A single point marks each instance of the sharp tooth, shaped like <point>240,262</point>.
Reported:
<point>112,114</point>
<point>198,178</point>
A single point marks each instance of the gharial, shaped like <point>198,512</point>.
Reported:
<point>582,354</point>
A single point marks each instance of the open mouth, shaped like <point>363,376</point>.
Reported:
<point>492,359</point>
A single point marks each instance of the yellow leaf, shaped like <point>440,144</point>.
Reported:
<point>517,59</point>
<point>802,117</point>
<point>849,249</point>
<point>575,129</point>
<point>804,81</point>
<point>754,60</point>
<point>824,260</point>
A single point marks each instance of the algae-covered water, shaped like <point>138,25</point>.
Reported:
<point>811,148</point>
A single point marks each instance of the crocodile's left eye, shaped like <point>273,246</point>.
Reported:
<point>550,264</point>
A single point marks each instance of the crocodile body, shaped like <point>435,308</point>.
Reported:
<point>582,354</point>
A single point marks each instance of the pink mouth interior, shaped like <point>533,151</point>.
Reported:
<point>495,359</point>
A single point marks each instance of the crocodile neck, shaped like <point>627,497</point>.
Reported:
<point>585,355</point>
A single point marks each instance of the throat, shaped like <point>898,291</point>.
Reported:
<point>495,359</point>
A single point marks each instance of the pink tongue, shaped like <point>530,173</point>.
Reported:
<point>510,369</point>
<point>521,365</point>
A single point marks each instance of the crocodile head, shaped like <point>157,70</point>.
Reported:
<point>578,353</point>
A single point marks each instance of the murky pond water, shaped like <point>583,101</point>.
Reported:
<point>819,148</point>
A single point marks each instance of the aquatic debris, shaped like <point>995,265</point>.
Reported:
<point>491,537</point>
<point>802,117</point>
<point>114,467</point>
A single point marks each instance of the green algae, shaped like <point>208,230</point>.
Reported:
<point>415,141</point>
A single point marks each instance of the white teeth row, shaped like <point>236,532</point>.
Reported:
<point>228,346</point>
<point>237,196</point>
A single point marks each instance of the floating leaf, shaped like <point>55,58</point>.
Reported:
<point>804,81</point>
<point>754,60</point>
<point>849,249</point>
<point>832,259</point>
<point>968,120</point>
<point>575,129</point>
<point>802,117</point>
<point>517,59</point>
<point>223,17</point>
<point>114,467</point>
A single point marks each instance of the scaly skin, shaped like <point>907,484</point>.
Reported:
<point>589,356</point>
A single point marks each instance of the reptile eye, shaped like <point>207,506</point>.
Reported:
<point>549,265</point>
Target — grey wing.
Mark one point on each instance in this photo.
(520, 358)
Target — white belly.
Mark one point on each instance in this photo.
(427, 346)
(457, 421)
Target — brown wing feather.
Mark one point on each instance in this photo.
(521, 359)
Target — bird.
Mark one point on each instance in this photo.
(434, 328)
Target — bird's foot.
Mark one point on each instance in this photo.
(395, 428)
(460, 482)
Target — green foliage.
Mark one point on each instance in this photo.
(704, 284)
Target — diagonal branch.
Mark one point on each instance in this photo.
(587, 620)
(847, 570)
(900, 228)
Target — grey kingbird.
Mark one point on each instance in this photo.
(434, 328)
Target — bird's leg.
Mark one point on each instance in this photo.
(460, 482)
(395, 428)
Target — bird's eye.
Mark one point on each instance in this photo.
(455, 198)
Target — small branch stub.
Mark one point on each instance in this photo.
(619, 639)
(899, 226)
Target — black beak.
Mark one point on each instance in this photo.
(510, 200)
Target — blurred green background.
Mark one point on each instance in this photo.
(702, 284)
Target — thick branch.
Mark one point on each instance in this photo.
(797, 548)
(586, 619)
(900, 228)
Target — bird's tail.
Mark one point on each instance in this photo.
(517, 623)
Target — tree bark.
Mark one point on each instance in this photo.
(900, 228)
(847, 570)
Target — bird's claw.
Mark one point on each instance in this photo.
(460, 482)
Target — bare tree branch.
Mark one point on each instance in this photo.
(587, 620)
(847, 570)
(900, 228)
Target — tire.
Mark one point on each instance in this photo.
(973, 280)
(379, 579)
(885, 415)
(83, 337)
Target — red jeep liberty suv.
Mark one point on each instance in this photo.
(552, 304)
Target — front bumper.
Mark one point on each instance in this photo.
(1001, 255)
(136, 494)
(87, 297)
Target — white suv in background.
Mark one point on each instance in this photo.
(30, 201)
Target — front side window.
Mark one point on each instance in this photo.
● ● ●
* [Work instructions]: Repeat all the entries exactly as given.

* [The solution]:
A single point marks each instance of the sharp tooth, shaped like <point>240,262</point>.
Reported:
<point>112,114</point>
<point>198,178</point>
A single point marks each instance of the gharial, shaped like <point>198,512</point>.
Reported:
<point>582,354</point>
A single point marks each instance of the open mouth, shaped like <point>363,376</point>.
Reported:
<point>492,359</point>
A single point marks each instance of the yellow leaf, shaped like <point>440,144</point>.
Reported:
<point>517,59</point>
<point>802,117</point>
<point>849,249</point>
<point>575,129</point>
<point>804,81</point>
<point>754,60</point>
<point>824,260</point>
A single point marks each instance of the algae-covered water, shaped like <point>138,25</point>.
Reported:
<point>811,148</point>
A single point marks each instance of the crocodile's left eye, shaped like <point>273,246</point>.
Reported:
<point>550,264</point>
A single point marks each instance of the crocodile body, shaped like <point>435,308</point>.
Reported:
<point>582,354</point>
A single point marks each instance of the pink mouth interior, shaped like <point>533,151</point>.
Reported:
<point>495,359</point>
A single point marks each instance of the crocodile neck, shaped like <point>627,497</point>.
Reported:
<point>585,355</point>
A single point marks each instance of the throat, shaped like <point>898,291</point>.
Reported:
<point>495,359</point>
A single point marks each instance of the pink tongue, shaped like <point>530,173</point>.
Reported:
<point>510,369</point>
<point>521,365</point>
A single point marks each instance of the crocodile head, shaped like <point>157,70</point>.
Reported:
<point>578,353</point>
A single point marks each instance of the murky pond water, shaped like <point>583,101</point>.
Reported:
<point>819,148</point>
A single point marks each instance of the aquatic debris, shaped like <point>995,265</point>.
Reported:
<point>491,537</point>
<point>802,117</point>
<point>114,467</point>
A single point marks each instance of the green algae, shaped like <point>208,230</point>.
Reported:
<point>415,141</point>
A single point marks each instance of the white teeth row, shaped like <point>236,532</point>.
Reported:
<point>228,346</point>
<point>237,196</point>
A single point marks each instance of the floating leaf, shaped like <point>55,58</point>.
Reported:
<point>804,81</point>
<point>754,60</point>
<point>849,249</point>
<point>832,259</point>
<point>968,120</point>
<point>575,129</point>
<point>802,117</point>
<point>517,59</point>
<point>223,17</point>
<point>114,467</point>
A single point marks each instance of the scaly skin, shaped like <point>907,484</point>.
Reported:
<point>589,356</point>
A single point marks each instance of the reptile eye, shaped like <point>207,506</point>.
Reported:
<point>549,265</point>
Target — grey wing.
Mark one point on each instance in this photo.
(520, 358)
Target — white belly.
Mark one point on each instance in this photo.
(427, 346)
(457, 421)
Target — brown wing feather.
Mark one point on each instance in this photo.
(521, 359)
Target — bird.
Mark one point on each instance in this photo.
(434, 328)
Target — bird's foot.
Mark one point on each instance in this photo.
(395, 428)
(460, 482)
Target — green foliage.
Mark one point on each instance in this photo.
(704, 284)
Target — diagonal branch.
Mark one point on each instance in this photo.
(587, 620)
(847, 570)
(900, 228)
Target — grey kingbird.
Mark one point on each instance in this photo.
(434, 328)
Target — bird's leg.
Mark one point on each instance in this photo.
(460, 482)
(395, 428)
Target — bird's eye.
Mark one point on each instance in this photo.
(455, 198)
Target — small branch stub.
Mark one point on each instance in this photo.
(619, 639)
(899, 226)
Target — black beak.
Mark one point on each instance in this photo.
(510, 200)
Target — blurred green background.
Mark one point on each instance in this photo.
(702, 284)
Target — thick branch.
Mark one point on each instance in this photo.
(797, 548)
(586, 619)
(900, 228)
Target — bird's tail.
Mark one point on each instance in this photo.
(517, 623)
Target — tree bark.
Mark one point on each instance in this photo.
(900, 228)
(847, 570)
Target — bird's claw.
Mark one point on each instance in this photo.
(460, 482)
Target — bare tree branch.
Mark one point on each instance in this photo.
(587, 620)
(847, 570)
(900, 228)
Target — tire.
Mark one point on each instance in this photo.
(973, 280)
(379, 579)
(885, 415)
(83, 337)
Target — red jeep liberty suv.
Mark one point on each instance in this photo.
(552, 304)
Target — front bumper.
Mark one point on each instance in this photo.
(1001, 255)
(136, 494)
(87, 297)
Target — white suv in background.
Mark one point on each instance in this photo.
(30, 201)
Target — front side window.
Mark one point on each instance in this photo.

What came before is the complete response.